Supplied records:
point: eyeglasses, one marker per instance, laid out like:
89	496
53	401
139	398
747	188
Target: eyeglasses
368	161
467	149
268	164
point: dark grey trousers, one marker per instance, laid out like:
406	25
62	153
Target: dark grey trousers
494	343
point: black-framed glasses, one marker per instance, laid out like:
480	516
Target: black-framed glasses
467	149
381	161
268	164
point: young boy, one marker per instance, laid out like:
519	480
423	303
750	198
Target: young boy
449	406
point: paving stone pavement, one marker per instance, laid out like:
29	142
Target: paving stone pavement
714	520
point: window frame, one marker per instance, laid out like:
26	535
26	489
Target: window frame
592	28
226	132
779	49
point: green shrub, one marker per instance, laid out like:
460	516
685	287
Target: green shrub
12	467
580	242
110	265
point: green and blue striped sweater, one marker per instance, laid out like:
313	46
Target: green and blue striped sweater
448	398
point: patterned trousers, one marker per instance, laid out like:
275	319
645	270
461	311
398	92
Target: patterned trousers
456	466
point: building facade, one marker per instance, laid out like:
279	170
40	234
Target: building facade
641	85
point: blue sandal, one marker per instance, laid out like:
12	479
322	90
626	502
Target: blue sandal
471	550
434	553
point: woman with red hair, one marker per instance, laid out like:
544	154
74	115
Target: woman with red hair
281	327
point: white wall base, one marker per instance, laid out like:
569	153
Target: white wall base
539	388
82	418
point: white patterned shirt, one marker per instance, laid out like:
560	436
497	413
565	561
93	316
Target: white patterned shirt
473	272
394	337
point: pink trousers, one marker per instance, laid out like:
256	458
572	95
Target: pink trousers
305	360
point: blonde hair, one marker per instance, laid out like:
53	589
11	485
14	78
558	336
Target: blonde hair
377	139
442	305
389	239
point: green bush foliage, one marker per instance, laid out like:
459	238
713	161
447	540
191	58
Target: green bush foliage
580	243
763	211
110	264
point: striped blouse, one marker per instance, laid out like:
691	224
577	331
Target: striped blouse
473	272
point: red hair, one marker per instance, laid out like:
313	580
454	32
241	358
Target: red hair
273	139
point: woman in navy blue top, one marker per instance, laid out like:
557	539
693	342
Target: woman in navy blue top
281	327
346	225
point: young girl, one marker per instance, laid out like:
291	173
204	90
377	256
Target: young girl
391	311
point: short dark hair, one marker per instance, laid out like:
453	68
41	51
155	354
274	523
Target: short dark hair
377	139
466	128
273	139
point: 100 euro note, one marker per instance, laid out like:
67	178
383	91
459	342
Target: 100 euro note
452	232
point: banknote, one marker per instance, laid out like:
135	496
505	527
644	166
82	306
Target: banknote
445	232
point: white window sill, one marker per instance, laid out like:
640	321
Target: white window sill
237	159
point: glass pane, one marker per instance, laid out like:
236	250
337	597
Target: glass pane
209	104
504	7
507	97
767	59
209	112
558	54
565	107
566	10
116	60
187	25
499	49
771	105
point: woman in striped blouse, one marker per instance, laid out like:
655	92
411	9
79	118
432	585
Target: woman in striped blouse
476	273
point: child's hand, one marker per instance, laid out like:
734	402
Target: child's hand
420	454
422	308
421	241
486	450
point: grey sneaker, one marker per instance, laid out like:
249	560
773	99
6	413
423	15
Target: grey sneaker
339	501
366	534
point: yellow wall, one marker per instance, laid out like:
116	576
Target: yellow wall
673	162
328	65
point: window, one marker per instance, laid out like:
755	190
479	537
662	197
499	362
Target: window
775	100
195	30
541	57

Short task: Starting at the line that contains "point: banknote, one", retype each line through the end of the listing above and nothing else.

Task response:
point: banknote, one marker per instance, laid out like:
135	496
505	527
644	166
82	306
Target: banknote
445	232
point: white window sill, one marker per instance, laid out like:
640	321
Target: white window sill
237	159
point: glass pane, one marker per instance, laid out like:
236	250
337	597
Target: glass pane
209	104
504	7
507	97
767	59
209	112
558	54
565	107
566	10
116	60
187	25
499	49
771	105
point: woman in striped blouse, one marker per instance, laid out like:
655	92
411	9
79	118
432	585
Target: woman in striped blouse
476	273
point: child's hand, one marker per instance, laid out like:
734	402
Target: child's hand
420	454
422	308
421	241
486	450
point: grey sneaker, one marker per instance, laid out like:
249	560
773	99
6	413
423	15
Target: grey sneaker
339	501
366	534
point: yellow wall, one marker per instance, laid out like:
116	576
Target: yellow wall
673	162
328	65
point: window, one marker per instance, laid out like:
755	190
479	537
662	197
499	362
Target: window
775	100
195	30
541	57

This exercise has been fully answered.